─── Data to examine

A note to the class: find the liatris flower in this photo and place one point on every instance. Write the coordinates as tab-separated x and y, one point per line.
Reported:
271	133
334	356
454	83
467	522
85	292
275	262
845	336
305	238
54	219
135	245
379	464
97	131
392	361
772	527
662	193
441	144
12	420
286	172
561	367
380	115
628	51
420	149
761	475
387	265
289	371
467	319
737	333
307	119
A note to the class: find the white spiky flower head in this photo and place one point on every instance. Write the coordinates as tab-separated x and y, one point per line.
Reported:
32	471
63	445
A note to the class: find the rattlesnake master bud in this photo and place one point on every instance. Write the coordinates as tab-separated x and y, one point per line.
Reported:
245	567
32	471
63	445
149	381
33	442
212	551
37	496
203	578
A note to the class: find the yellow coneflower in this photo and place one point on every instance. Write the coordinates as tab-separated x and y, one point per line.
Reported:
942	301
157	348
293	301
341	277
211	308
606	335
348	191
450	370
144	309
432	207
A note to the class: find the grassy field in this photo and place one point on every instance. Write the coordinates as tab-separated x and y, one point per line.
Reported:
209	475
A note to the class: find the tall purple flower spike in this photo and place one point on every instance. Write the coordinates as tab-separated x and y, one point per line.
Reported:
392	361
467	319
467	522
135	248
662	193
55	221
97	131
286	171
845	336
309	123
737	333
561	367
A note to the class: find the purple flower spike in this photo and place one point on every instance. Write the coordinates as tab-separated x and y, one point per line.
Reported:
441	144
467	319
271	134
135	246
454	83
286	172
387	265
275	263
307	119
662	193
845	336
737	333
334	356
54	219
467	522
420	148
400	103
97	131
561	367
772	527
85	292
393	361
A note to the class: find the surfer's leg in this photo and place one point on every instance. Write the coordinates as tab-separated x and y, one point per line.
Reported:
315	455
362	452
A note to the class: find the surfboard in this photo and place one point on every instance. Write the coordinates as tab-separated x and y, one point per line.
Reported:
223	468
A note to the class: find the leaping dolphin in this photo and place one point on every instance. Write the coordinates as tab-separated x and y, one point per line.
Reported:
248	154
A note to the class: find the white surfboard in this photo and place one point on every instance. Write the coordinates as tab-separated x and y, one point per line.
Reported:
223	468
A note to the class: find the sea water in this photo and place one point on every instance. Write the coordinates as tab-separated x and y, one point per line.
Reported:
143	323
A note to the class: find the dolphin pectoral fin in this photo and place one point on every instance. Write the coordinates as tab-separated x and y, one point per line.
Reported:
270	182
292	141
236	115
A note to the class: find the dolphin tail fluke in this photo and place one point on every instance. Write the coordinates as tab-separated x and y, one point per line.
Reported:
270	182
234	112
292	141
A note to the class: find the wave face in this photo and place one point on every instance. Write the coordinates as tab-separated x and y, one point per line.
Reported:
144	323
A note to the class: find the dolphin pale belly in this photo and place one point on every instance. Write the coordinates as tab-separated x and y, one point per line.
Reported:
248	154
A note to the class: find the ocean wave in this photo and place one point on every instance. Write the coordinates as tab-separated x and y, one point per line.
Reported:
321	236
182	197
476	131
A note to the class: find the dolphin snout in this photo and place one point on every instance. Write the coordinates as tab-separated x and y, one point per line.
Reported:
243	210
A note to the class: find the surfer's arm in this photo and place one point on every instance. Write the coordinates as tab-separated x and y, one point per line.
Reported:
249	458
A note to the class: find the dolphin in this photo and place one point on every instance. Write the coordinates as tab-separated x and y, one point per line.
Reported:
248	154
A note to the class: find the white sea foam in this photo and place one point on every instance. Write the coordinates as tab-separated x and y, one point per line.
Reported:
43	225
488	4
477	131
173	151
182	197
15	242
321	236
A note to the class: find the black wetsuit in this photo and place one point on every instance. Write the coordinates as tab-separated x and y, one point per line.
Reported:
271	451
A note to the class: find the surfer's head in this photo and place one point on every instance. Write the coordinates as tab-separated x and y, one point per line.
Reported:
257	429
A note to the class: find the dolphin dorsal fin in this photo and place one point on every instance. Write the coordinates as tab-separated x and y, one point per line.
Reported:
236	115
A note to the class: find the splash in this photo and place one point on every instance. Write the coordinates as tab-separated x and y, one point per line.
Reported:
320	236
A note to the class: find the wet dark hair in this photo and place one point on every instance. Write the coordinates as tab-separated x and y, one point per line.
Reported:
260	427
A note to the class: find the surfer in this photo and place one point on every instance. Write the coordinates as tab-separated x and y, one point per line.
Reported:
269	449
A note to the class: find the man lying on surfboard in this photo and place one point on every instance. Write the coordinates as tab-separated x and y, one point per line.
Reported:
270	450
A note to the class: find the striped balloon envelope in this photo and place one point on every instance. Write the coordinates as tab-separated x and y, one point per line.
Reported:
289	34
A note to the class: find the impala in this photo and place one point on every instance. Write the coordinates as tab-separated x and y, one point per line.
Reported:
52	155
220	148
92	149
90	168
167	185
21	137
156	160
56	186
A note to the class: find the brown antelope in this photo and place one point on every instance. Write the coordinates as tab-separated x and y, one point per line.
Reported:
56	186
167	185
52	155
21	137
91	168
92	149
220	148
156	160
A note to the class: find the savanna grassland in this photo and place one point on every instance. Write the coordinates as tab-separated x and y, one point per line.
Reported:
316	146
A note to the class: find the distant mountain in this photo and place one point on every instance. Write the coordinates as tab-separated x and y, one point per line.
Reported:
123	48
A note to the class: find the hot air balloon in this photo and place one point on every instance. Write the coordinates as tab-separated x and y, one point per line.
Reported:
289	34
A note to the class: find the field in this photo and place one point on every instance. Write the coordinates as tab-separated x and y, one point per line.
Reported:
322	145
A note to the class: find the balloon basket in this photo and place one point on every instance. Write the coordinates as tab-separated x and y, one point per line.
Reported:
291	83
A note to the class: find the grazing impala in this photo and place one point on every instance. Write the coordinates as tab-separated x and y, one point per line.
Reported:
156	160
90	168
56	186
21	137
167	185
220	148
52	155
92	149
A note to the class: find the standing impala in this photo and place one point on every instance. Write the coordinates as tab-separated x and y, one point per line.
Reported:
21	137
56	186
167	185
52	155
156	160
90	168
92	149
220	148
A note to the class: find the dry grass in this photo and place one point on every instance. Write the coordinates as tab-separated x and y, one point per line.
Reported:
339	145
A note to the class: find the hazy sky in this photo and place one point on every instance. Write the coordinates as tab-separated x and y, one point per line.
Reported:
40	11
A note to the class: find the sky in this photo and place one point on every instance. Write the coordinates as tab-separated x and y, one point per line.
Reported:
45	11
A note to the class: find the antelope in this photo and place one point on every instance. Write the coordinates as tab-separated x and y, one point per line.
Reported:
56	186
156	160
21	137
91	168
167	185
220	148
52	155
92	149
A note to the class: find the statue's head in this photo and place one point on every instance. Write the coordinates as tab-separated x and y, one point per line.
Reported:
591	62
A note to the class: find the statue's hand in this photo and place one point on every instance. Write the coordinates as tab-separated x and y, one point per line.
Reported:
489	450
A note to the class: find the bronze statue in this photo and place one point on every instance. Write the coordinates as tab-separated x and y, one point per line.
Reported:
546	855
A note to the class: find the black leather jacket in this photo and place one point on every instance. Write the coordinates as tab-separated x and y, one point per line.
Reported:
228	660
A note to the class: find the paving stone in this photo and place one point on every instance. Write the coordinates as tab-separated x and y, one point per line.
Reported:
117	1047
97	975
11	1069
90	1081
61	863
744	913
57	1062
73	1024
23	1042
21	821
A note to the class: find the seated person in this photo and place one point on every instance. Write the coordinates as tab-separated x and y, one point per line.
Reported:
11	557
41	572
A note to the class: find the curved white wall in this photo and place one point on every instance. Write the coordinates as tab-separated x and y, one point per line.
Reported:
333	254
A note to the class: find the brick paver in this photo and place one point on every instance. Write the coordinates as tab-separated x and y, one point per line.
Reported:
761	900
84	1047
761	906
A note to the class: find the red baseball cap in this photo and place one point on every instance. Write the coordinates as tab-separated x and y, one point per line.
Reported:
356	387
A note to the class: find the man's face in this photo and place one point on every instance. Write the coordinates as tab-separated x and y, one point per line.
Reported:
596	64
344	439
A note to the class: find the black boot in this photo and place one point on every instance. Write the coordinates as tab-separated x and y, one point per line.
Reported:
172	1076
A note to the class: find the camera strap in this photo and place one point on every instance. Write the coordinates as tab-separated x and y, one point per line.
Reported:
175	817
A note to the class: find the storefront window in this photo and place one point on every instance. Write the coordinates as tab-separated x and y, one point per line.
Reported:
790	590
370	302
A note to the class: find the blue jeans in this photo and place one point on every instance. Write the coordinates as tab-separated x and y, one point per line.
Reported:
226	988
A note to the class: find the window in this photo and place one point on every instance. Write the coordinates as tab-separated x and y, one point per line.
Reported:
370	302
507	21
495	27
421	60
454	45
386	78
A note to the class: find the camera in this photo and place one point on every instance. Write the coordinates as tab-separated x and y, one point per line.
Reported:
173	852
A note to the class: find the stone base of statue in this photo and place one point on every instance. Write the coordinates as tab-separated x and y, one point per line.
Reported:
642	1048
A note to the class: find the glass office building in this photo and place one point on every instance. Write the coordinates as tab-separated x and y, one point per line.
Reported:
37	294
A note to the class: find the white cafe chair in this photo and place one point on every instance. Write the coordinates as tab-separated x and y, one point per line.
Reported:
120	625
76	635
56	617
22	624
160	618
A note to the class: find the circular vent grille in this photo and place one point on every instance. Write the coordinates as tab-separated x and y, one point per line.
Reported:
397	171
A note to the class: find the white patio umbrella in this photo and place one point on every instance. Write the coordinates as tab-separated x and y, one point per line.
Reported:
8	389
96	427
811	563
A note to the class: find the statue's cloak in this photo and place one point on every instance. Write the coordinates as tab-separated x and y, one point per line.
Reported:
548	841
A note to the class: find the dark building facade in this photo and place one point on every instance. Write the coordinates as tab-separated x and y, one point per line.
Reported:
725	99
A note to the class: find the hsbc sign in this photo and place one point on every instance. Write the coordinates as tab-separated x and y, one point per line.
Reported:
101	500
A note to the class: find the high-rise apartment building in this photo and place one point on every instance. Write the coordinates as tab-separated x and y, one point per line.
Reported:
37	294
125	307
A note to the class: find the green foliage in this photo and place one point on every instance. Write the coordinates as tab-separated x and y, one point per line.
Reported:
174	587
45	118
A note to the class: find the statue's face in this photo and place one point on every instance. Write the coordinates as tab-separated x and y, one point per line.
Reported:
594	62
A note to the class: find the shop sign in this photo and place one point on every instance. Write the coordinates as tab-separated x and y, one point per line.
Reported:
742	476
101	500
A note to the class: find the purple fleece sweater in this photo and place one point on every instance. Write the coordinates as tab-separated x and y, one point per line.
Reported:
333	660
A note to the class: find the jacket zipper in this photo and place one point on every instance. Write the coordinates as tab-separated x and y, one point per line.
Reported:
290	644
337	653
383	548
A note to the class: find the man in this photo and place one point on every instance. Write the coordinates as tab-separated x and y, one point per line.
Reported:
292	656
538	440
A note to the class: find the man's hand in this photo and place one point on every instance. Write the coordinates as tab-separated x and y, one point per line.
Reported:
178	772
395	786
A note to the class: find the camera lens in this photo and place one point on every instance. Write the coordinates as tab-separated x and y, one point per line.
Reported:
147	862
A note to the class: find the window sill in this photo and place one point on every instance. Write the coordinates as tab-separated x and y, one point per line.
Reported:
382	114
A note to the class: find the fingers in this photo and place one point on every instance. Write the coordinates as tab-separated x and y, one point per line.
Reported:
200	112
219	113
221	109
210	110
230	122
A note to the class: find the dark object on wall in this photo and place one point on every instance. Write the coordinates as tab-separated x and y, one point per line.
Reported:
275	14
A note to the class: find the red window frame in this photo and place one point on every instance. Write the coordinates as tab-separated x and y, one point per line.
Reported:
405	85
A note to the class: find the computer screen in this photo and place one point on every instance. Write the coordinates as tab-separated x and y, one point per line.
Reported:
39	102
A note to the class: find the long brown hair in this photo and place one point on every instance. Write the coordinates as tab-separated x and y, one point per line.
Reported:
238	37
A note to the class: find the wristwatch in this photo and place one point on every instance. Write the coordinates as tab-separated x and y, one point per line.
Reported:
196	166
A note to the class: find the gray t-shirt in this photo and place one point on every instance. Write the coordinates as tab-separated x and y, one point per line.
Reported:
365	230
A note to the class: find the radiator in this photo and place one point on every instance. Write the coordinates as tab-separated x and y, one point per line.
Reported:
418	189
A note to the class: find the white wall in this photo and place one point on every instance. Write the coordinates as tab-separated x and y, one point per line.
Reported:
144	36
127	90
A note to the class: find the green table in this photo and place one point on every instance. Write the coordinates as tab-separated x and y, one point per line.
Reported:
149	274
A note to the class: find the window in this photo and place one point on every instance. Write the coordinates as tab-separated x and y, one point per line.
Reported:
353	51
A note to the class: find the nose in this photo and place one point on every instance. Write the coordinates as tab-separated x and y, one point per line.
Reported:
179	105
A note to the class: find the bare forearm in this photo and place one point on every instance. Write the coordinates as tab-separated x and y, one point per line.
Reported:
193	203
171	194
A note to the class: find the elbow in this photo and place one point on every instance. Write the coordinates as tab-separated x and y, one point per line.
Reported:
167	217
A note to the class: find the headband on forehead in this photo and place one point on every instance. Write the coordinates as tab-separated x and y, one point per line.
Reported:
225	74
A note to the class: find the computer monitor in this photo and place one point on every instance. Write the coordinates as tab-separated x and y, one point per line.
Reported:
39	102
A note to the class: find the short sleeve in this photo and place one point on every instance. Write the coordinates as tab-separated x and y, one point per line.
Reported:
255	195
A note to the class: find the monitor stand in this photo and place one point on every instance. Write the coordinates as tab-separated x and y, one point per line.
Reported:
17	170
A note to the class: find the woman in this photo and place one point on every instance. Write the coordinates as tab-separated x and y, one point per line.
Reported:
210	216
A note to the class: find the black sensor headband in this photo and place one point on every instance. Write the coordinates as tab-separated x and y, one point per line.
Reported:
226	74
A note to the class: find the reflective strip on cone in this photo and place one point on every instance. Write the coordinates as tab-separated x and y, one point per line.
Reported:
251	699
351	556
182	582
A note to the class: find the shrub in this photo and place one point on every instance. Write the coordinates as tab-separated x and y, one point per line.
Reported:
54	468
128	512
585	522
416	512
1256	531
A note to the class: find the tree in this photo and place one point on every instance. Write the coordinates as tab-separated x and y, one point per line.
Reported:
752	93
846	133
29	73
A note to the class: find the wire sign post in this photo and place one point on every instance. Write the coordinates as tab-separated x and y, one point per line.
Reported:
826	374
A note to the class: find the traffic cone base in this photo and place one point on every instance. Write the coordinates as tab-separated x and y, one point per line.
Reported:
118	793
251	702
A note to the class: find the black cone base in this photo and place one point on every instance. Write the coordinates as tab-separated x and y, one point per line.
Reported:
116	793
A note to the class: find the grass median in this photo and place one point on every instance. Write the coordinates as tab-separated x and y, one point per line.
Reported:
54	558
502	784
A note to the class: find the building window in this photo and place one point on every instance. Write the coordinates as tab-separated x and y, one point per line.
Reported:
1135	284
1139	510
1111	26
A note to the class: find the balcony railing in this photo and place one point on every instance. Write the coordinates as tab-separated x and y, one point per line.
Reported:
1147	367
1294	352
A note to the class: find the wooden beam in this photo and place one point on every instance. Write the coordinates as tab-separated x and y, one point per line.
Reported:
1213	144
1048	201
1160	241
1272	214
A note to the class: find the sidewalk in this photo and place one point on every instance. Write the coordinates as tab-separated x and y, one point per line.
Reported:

──────

● Work to complete: Only the lines that contain the string "purple" should be copied from the entries above.

● Your response:
A note to the class: find the tall purple flower spike in this photo and place one point on every instance. Write the coordinates as tab-separated x and y, one point per line.
A note to the class: find the purple flower spike in this photo and place one point on every instance. Write the coordinates as tab-separated x and y, one point per line.
A note to the class: find the purple fleece sweater in this photo and place one point on every instance. Write the coordinates as tab-separated x and y, one point per line.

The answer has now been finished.